---------- Data supplied ----------

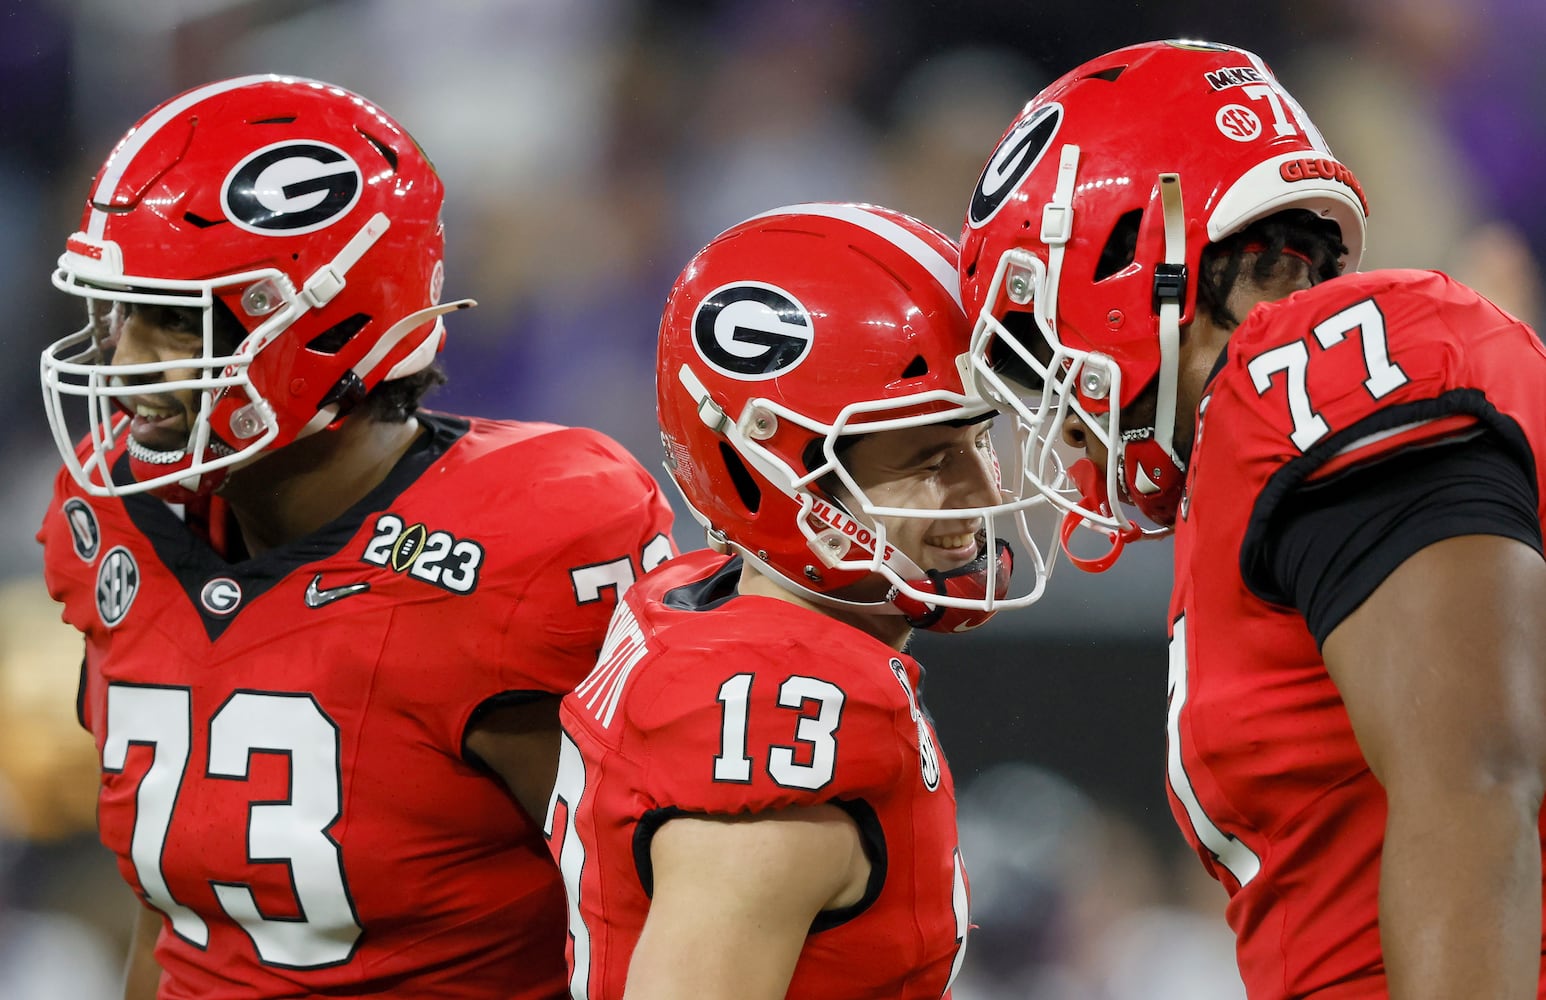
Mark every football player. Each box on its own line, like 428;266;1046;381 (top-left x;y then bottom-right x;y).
544;203;1054;999
36;75;675;999
960;40;1546;999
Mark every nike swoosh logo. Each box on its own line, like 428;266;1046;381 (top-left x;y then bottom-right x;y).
304;574;372;609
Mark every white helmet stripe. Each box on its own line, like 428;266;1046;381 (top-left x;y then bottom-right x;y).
86;74;285;239
746;202;964;311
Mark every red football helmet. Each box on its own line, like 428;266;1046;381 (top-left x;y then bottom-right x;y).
657;203;1057;632
959;40;1367;566
40;74;471;498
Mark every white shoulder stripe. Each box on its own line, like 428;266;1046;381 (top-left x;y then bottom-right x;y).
745;202;963;312
87;74;291;239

----------

# Assignment
All that is wanted is the set of lines from the one with "Mark every nike" through the last line of the entries, both included, output exactly.

# Response to the task
Mark every nike swoosh logo. Each box on its own line, like 428;266;1046;381 (top-left x;y then bottom-right x;y).
304;574;372;609
Mark every white helmet stripe. Each box on its own line, like 428;266;1046;381 (top-left x;y then bottom-right x;y).
86;74;285;239
746;202;964;311
Mark every red football helmet. Each box on its own line, like 428;266;1046;381 (top-left x;y then bottom-right x;y).
657;203;1057;632
959;40;1367;566
40;74;471;498
Mark every white shoulder stripe. Each box on its own line, like 428;266;1046;381 (top-left x;y then bottom-right x;y).
745;202;963;312
87;74;291;239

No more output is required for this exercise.